My next steps should be to address the areas above and look into creating a set of play-testing questions regarding the control so far.

UE4 – 3D Third Person Character Movement – Initial Tests

My current focus is experimenting with 3D Third Person movement control in Unreal Engine 4, in order to work towards experimenting with a prototype (and gauge whether this is possible for me to complete). The UE4 ‘Flying’ starter project was a good place to start and I have played around with this project, viewed other people’s work based off it and sought out as many tutorials as I could find on the subject.

  • The 'Flying' Starter Content Blueprints, offering valuable insight on how individual elements are handled and can be adjusted
  • A screenshot of the content. The ship has very basic movement but offers a good starting point, however I am trying to find as many different variations as possible to work and learn from

Although the start project focuses on a flying spaceship pawn, this is actually still relevant to my prototype idea – which is an attempt to create an underwater swimming controller (see Ecco the Dolphin for reference). If you imagine that the empty space around the flying ship is in fact water, the movement is almost identical.

*INFORMATION PROVIDED*:
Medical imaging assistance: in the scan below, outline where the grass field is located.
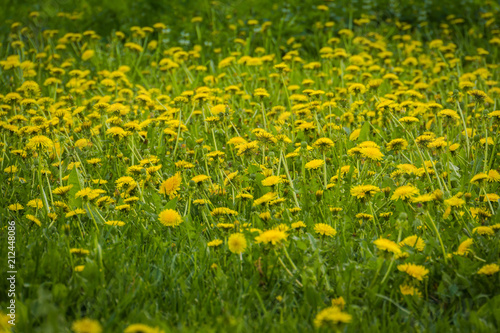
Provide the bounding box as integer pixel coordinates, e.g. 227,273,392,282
0,0,500,333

*TASK REQUIREMENTS*:
(A) From the passage on third person movement in Unreal Engine 4, repeat the part that opens with the words containing "My next steps" and closes with "on the subject.".
(B) In the passage on third person movement in Unreal Engine 4, list every activity the writer says they have done in connection with the UE4 'Flying' starter project.

*OUTPUTS FOR THE TASKS*:
(A)
My next steps should be to address the areas above and look into creating a set of play-testing questions regarding the control so far.

UE4 – 3D Third Person Character Movement – Initial Tests

My current focus is experimenting with 3D Third Person movement control in Unreal Engine 4, in order to work towards experimenting with a prototype (and gauge whether this is possible for me to complete). The UE4 ‘Flying’ starter project was a good place to start and I have played around with this project, viewed other people’s work based off it and sought out as many tutorials as I could find on the subject.

(B)
- Played around with the project
- Viewed other people's work based off it
- Sought out as many tutorials as they could find on the subject